La densité, tout en y incluant la mixité sociale et des usages mixtes (emploi/commercial), reste la clé pour des milieux de vie agréable et complet, en plus d’abaisser le coût par habitant des infrastructures municipales. L’exemple de l’arrondissement de Montréal le plus dense avec ses 12 700 habitants par Km2, le Plateau Mont-Royal, démontre assez bien que ce modèle centenaire a fonctionné et fonctionne encore. Il n’est pas le seul, la plupart des quartiers centraux de Montréal et des différentes villes, dont la trame ont été construites avant la 2e guerre mondiale, rejoignent souvent cette densité et cette qualité de vie à proximité des services, sans que les hautes tours soient omniprésentes.

Il ne s’agit pas de faire de St-Agapit, un Plateau Mont-Royal. Mais plutôt de considérer qu’en milieu fortement urbanisé comme en milieu plutôt villageois ou de ville moyenne, on peut revenir à l’idée d’une densification à échelle humaine. Réfléchir le développement des centres de villages, de villes ou de quartiers pour protéger leur environnement et créer des milieux riches et complets où l’auto solo devient de moins en moins une nécessité.
Je ne crois pas que M. Bonnardel et plusieurs de ses compères au cabinet soient si ignorants de ces questions, ou du moins en 4 ans d’exercice de pouvoir, ils ont sûrement du avoir suffisamment de discutions, rapports, rencontres pour leur démontrer de quoi il s’agit. Mais ce qui est à craindre, c’est surtout qu’une partie encore non négligeable de promoteurs et de développeurs traditionnels, a toujours l’oreille des hautes sphères du pouvoir. De plus, laisser circuler l’idée au quidam pris dans le traffic seul dans son char que bientôt un nouveau pont ou une nouvelle autoroute, viendra soulager ses souffrances; c’est payant électoralement!

+++++

**Liste des tâches:**
a) Reproduisez le passage de l'extrait sur la densité urbaine qui commence par « Il ne s’agit » et se poursuit jusqu'à « moins une nécessité. ».
b) Traduisez en anglais la phrase suivante de l'extrait sur la densité urbaine : « Il ne s’agit pas de faire de St-Agapit, un Plateau Mont-Royal. »
c) Répondez aux questions suivantes à partir de l'extrait sur la densité urbaine.
(i) Combien d'habitants par km² compte le Plateau Mont-Royal ?
(ii) Combien d'années d'exercice du pouvoir sont mentionnées à propos de M. Bonnardel et de ses compères ?
(iii) Quel groupe a toujours l'oreille des hautes sphères du pouvoir ?

**Matériel:**
+++++

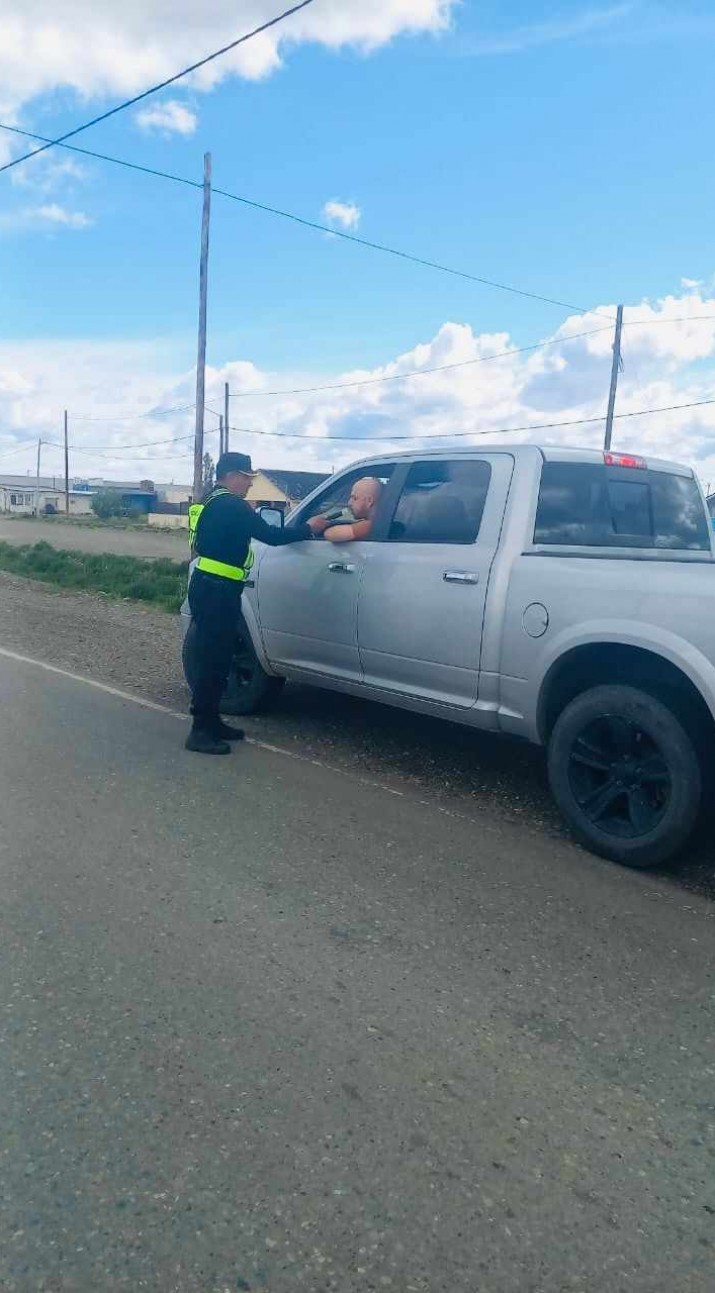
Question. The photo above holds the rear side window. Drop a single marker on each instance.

+++++

**Résultats des exercices:**
a)
Il ne s’agit pas de faire de St-Agapit, un Plateau Mont-Royal. Mais plutôt de considérer qu’en milieu fortement urbanisé comme en milieu plutôt villageois ou de ville moyenne, on peut revenir à l’idée d’une densification à échelle humaine. Réfléchir le développement des centres de villages, de villes ou de quartiers pour protéger leur environnement et créer des milieux riches et complets où l’auto solo devient de moins en moins une nécessité.

b) The point is not to turn St-Agapit into a Plateau Mont-Royal.

c)
(i) Le Plateau Mont-Royal compte 12 700 habitants par km².
(ii) Quatre années d'exercice du pouvoir sont mentionnées.
(iii) Une partie encore non négligeable de promoteurs et de développeurs traditionnels a toujours l'oreille des hautes sphères du pouvoir.